• [提示文]
□ □ □ □ □
1920年代後半になるとW型構成のライオンは旧式化が否めず、同社はより高出力の後継機を計画し、類例のないH型構成を持つ16気筒のレイピア(Rapier)と24気筒のダガー(Dagger)を開発した。

H型エンジンは、水平型(水平対向ではなく、クランクピンが単一の180度V型)直列エンジンを上下に重ね、アイドラー(中間)ギアで各々の出力を合成するもので、航空用として一般的な空冷星型エンジンに比し、機体の高速化に重要なファクターである前面投影面積を大幅に縮小することができた。また原理的に回転バランスが良く低振動なため、高速回転による高出力化が期待された。

ただし構造が複雑化して製造・運用に困難が伴うこと、空冷では後方気筒の冷却が困難なことから通常水冷が採用されるところ、ネイピアは軽量化を名目にレイピア/ダガーシリーズを敢えて空冷にしたため、これらはオーバーヒートの問題に直面する羽目になった。

折りしも1927年、イギリスの内燃機関研究家ハリー・リカルド(Harry Ricardo)は、一般的なポペットバルブ方式[2]慣性質量過大で高速追従性に限界があり、高速化と共に体積効率も改善できる自らの新型スリーブバルブこそが、1,500 PS以上の次世代エンジンの実現の鍵になると論文で力説した。
□ □ □ □ □
• [抽出行一覧]
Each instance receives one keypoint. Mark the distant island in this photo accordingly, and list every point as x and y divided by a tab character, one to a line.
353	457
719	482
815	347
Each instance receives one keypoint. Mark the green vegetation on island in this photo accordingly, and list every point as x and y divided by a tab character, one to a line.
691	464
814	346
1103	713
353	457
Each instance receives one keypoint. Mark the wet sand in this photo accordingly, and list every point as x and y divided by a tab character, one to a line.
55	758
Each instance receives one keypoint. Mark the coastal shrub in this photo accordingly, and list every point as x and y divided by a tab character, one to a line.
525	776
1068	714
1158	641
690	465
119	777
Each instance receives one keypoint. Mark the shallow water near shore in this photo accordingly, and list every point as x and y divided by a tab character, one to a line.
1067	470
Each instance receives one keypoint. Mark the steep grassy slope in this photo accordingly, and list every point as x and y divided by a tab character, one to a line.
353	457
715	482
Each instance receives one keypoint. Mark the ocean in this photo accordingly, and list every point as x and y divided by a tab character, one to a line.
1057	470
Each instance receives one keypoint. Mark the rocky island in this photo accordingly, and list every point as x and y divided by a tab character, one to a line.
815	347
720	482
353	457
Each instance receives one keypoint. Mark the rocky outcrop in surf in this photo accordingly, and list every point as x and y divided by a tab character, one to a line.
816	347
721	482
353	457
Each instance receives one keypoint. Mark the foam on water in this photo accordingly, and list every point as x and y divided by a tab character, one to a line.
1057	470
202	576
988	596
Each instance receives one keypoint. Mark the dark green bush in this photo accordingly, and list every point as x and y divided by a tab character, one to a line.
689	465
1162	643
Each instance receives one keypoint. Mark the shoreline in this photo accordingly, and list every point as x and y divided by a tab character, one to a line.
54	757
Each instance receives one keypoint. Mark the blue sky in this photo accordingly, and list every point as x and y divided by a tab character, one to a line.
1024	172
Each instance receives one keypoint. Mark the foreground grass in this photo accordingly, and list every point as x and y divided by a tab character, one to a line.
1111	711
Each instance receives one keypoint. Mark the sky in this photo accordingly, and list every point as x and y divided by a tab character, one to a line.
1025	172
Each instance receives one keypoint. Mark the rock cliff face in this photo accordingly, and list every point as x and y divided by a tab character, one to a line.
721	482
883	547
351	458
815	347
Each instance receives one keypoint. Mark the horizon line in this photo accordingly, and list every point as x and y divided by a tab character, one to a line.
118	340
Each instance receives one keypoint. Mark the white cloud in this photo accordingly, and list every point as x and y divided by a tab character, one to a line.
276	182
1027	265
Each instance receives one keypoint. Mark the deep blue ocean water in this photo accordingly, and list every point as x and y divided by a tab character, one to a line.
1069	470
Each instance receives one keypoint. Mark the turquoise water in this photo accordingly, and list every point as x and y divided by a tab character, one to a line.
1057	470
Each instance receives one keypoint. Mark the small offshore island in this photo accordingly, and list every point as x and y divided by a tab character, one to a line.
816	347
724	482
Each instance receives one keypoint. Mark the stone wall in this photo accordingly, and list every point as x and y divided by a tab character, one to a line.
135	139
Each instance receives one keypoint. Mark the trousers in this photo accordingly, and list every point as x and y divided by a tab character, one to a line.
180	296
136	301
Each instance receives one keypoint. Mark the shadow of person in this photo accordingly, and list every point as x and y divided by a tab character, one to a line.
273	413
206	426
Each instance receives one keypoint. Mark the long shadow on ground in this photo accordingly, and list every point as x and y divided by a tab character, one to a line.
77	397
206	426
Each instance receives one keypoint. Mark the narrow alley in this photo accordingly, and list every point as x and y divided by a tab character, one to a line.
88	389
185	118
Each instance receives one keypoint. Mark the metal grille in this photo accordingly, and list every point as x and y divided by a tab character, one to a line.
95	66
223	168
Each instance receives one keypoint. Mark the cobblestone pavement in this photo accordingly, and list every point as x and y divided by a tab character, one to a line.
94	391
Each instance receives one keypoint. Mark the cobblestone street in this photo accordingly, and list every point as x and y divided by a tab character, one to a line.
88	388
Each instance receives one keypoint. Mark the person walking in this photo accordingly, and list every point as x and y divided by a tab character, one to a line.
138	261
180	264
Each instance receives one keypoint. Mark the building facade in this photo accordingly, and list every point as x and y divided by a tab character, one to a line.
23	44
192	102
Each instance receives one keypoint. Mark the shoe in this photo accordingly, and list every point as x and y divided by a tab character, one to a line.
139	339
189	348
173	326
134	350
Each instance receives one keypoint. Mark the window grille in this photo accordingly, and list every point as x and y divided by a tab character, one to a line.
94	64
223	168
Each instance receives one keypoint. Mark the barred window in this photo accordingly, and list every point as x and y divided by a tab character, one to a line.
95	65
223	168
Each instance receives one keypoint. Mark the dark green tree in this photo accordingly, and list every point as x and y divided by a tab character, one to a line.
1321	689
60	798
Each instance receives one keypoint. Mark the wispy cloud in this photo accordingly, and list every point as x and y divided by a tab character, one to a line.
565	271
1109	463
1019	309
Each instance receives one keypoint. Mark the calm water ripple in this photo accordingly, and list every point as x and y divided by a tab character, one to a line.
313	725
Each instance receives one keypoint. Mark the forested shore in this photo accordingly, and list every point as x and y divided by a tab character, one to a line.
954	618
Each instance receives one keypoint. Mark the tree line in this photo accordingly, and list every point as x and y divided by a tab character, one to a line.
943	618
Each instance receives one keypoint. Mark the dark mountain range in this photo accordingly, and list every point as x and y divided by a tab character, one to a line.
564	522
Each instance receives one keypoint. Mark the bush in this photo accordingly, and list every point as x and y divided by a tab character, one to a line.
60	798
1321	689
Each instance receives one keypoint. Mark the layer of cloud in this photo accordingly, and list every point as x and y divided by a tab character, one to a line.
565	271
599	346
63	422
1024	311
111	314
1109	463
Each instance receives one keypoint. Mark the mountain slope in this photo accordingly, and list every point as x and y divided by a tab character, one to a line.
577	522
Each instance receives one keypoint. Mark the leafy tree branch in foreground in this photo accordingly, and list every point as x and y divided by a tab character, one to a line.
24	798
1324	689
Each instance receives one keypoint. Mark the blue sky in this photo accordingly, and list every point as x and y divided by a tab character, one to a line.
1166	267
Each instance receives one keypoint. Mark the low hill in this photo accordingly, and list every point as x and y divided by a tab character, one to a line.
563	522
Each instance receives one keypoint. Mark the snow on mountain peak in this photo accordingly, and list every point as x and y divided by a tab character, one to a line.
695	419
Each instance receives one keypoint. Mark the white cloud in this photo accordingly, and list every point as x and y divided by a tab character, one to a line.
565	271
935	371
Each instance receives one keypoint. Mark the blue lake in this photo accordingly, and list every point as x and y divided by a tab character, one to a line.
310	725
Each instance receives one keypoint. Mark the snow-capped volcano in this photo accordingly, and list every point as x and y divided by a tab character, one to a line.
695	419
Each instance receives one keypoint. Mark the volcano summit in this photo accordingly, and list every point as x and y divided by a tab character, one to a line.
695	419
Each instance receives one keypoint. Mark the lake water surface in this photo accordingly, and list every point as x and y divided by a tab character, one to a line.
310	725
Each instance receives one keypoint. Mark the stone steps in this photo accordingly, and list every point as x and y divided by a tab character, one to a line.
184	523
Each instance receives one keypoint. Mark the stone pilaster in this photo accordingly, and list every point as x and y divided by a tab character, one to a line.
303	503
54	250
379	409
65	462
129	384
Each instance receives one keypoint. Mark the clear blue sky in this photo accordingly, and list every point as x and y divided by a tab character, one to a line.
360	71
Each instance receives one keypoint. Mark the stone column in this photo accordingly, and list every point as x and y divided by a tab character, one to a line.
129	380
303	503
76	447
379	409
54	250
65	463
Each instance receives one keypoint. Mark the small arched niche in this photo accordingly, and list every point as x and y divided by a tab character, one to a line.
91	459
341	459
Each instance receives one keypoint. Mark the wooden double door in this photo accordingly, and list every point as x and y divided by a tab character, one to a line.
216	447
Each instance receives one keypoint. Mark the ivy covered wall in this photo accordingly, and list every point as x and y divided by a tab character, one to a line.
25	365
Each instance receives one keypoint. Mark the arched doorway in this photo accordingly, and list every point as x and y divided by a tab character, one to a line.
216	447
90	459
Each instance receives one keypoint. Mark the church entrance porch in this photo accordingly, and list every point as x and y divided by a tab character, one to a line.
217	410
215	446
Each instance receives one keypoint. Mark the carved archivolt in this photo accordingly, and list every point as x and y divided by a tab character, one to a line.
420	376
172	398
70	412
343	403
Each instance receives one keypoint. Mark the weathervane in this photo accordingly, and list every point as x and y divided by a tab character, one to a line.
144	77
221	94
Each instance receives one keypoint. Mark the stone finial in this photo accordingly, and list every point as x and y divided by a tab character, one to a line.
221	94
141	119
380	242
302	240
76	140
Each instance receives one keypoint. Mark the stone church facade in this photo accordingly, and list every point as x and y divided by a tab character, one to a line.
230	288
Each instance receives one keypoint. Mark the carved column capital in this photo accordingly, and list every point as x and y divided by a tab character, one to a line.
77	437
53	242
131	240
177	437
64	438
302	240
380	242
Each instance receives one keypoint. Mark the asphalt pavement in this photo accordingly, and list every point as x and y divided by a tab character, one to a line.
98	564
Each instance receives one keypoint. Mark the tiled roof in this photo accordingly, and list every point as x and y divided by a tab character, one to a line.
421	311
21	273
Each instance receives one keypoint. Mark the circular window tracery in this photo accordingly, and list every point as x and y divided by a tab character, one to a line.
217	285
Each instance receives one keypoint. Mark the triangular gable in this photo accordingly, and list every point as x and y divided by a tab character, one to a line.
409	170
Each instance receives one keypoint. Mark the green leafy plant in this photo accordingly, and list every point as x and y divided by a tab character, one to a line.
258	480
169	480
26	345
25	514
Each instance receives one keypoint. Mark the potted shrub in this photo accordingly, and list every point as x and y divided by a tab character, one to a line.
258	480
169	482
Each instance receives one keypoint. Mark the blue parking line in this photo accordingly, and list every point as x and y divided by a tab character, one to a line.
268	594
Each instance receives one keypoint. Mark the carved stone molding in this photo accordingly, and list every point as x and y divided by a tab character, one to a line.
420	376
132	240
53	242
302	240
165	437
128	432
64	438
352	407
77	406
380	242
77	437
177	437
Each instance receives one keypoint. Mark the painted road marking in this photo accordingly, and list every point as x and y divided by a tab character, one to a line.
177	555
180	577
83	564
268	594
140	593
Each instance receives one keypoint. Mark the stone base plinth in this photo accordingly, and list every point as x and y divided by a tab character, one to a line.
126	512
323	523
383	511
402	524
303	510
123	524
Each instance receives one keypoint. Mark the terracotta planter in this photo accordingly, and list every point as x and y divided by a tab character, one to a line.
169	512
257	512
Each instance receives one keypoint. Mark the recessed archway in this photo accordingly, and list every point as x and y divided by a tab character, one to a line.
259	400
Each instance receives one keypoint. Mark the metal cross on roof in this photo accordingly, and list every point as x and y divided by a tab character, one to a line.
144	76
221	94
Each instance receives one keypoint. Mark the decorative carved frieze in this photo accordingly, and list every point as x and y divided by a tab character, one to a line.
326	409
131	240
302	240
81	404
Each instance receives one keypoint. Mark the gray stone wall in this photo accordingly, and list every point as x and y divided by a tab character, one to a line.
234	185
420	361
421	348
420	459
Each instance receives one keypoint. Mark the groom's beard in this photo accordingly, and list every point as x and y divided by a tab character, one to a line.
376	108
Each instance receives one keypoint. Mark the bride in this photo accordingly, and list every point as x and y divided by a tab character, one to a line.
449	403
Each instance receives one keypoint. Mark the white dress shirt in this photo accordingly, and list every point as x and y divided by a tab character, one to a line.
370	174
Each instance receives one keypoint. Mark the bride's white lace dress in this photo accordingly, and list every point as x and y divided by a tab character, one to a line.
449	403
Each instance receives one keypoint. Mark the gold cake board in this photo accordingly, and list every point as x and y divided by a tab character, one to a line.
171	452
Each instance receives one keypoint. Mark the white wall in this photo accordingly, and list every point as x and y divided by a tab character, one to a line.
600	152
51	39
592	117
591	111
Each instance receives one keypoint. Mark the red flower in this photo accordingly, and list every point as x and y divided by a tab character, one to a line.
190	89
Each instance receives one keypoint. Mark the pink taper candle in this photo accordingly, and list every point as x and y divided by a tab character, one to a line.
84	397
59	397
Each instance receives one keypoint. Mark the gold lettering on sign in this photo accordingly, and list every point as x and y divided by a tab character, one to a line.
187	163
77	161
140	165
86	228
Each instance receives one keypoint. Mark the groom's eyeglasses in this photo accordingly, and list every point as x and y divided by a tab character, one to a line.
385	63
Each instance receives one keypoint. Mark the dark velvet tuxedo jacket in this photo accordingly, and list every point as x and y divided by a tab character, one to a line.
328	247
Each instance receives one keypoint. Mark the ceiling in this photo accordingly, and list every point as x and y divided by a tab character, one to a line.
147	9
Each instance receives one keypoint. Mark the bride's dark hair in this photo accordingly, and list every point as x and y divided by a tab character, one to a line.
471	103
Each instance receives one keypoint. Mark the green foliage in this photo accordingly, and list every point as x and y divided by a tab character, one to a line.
□ □ □ □ □
• [課題 A]
提示文に名前が挙げられているエンジンを、すべて列挙してください。
• [課題 B]
提示文に照らして、次の各記述が合致するかどうかを「はい」または「いいえ」で答え、判断の根拠となる提示文の語句をそのまま引用してください。
(i) レイピアは24気筒のエンジンである。
(ii) ネイピアはレイピア/ダガーシリーズに水冷を採用した。
(iii) H型エンジンは原理的に回転バランスが良く、低振動である。
• [課題 C]
提示文のうち、「1920年代後半になるとW型」から「問題に直面する羽目になった。」までの部分を、一字一句違えずに再掲してください。

• [解答 A]
ライオン、レイピア(Rapier)、ダガー(Dagger)

• [解答 B]
(i) いいえ。「16気筒のレイピア(Rapier)と24気筒のダガー(Dagger)」
(ii) いいえ。「ネイピアは軽量化を名目にレイピア/ダガーシリーズを敢えて空冷にした」
(iii) はい。「原理的に回転バランスが良く低振動なため」

• [解答 C]
1920年代後半になるとW型構成のライオンは旧式化が否めず、同社はより高出力の後継機を計画し、類例のないH型構成を持つ16気筒のレイピア(Rapier)と24気筒のダガー(Dagger)を開発した。

H型エンジンは、水平型(水平対向ではなく、クランクピンが単一の180度V型)直列エンジンを上下に重ね、アイドラー(中間)ギアで各々の出力を合成するもので、航空用として一般的な空冷星型エンジンに比し、機体の高速化に重要なファクターである前面投影面積を大幅に縮小することができた。また原理的に回転バランスが良く低振動なため、高速回転による高出力化が期待された。

ただし構造が複雑化して製造・運用に困難が伴うこと、空冷では後方気筒の冷却が困難なことから通常水冷が採用されるところ、ネイピアは軽量化を名目にレイピア/ダガーシリーズを敢えて空冷にしたため、これらはオーバーヒートの問題に直面する羽目になった。